CONSIGNES
[1] Indiquez si chacune des affirmations suivantes concorde avec l'entretien sur le Salon de Genève, en justifiant chaque réponse par une citation de ce texte : (a) le Salon de Zurich a inspiré les organisateurs du Salon de Genève ; (b) le Salon de Genève 2023 doit réunir les acteurs traditionnels de l'automobile et ceux de l'écosystème ; (c) l'automobile cesse d'être le thème central du GIMS.
[2] Poursuivez l'entretien sur le Salon de Genève à partir de sa dernière phrase.

Ce n’est pas le Salon de Zurich qui nous a inspiré. Cette manifestation répond à des attentes locales, confirmant la place qui est la sienne. L’ambition de la fondation organisatrice du Salon de Genève, c’est de mettre sur pied un événement international. Les dimensions, la forme et le contenu doivent toutefois évoluer, les marques attendent aujourd’hui autre chose. 

Les organisateurs envisagent – comme ça devait être le cas pour 2020 – une piste indoor pour 2023, dans la halle 7.

Quelle manifestation vous a inspiré alors?

Le Consumer Electronic Show (CES) de Las Vegas est très inspirant, par exemple. Les organisateurs ont trouvé une place incontournable, en se positionnant comme le salon de l’innovation. J’ai aussi trouvé très intéressants les retours sur le salon de l’horlogerie de Dubaï, parce qu’ils ont réussi à organiser un événement qui touche aussi bien le client final que les professionnels.

Ce mélange entre clients privés et d’affaires, le GIMS ne l’avait-il pas déjà trouvé avec la halle dédiée aux accessoiristes (halle 7), à l’époque?

(Il réfléchit) Je ne pensais pas à cela. On pourrait plutôt se demander si le Salon de Genève devrait être un événement réservé aux médias et dédié aux rencontres entre professionnels. On s’interroge sur la nécessité de maintenir des journées pour le public. Dubaï, dans un autre secteur, a trouvé une réponse qui combinait les deux avec un grand succès.

Le CES réunit des acteurs du monde de l’automobile et de l’électronique. Le GIMS doit-il s’ouvrir aussi à des exposants en dehors de la sphère automobile?

Oui, très clairement. Le Salon de Genève 2023 sera un événement qui combinera les acteurs traditionnels de l’automobile et ceux de l’écosystème. II faut parvenir à réunir les deux. Le salon de 2023 doit représenter la réalité automobile d’aujourd’hui et de demain.

Le GIMS se dirige-t-il donc vers une formule «CES à la genevoise»?

Non, car le CES a comme épine dorsale l’innovation, de la machine à laver jusqu’à la voiture. Nous, notre focus reste l’automobile, mais en accueillant aussi les nouveaux acteurs de ce secteur.

L’IAA de Munich, qui combinait B2B et B2C, a pu donner une impression de fouillis, avec des surfaces d’expositions de constructeurs qui jouxtaient celles d’accessoiristes. N’est-ce pas plutôt un modèle à éviter?

Je suis admiratif de l’IAA, car les organisateurs ont osé changer de positionnement. Cela demande beaucoup de courage. Je pense cependant qu’il faut faire attention à maintenir une consistance au sein de l’événement. Faire un salon dédié à la mobilité, comme l’a fait l’IAA, ne répond pas vraiment à la question du lien entre les différents acteurs. Il est important d’avoir un mélange cohérent et qui raconte une histoire aux visiteurs professionnels comme au grand public.

EXTRAIT DE DONNÉES
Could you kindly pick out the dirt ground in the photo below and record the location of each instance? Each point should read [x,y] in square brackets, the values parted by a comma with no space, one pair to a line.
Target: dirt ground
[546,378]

CORRIGÉ
[1]
(a) Non : « Ce n’est pas le Salon de Zurich qui nous a inspiré. »
(b) Oui : « Le Salon de Genève 2023 sera un événement qui combinera les acteurs traditionnels de l’automobile et ceux de l’écosystème. »
(c) Non : « Nous, notre focus reste l’automobile »

[2]
Vous souteniez que le Salon de Genève doit rester centré sur l’automobile. Avez-vous conservé ce cap?

Oui, mais cela ne signifie pas que nous ne verrons que des automobiles. Je ne pense pas aux trottinettes ou aux vélos électriques, mais plutôt aux technologies nouvelles et innovantes.

L’IAA de Munich a été soutenu par les constructeurs allemands, le Mondial de Paris sera porté par Stellantis. La «neutralité» de Genève, souvent vantée comme l’un de ses points forts, n’est-elle pas aujourd’hui un désavantage?

C’est une très bonne question. Je pense que cette neutralité est toujours une force, mais il est vrai que le Mondial de Paris et l’IAA reçoivent le soutien initial des acteurs locaux de l’économie. Nous, nous démarrons de zéro, sans soutien particulier; nous n’avons aucune garantie de participation. Mais le fait que nous traitions de la même façon un constructeur chinois ou une marque française, cela reste un gros avantage.

Le Salon de Doha aurait-il paradoxalement plus de chances de survivre que le Geneva International Motor Show?

Doha sera un événement totalement nouveau, avec le gros avantage des infrastructures: ils pourront utiliser le circuit de Formule 1 pour des essais routiers et ils ont le désert à disposition pour d’autres tests. Nos interlocuteurs à Doha ont des ambitions assez fortes, ils veulent rendre l’événement incontournable au niveau international.

La politique genevoise pourrait-elle vous octroyer quelques facilités, en fermant des routes pour des essais routiers par exemple?

Je suis toujours preneur de quelque aide que ce soit. Evidemment, s’ils pouvaient influencer le prix des hôtels, je serais preneur. Pour les essais de voitures, nous prévoyons de rééditer une piste indoor, comme c’était prévu en 2020.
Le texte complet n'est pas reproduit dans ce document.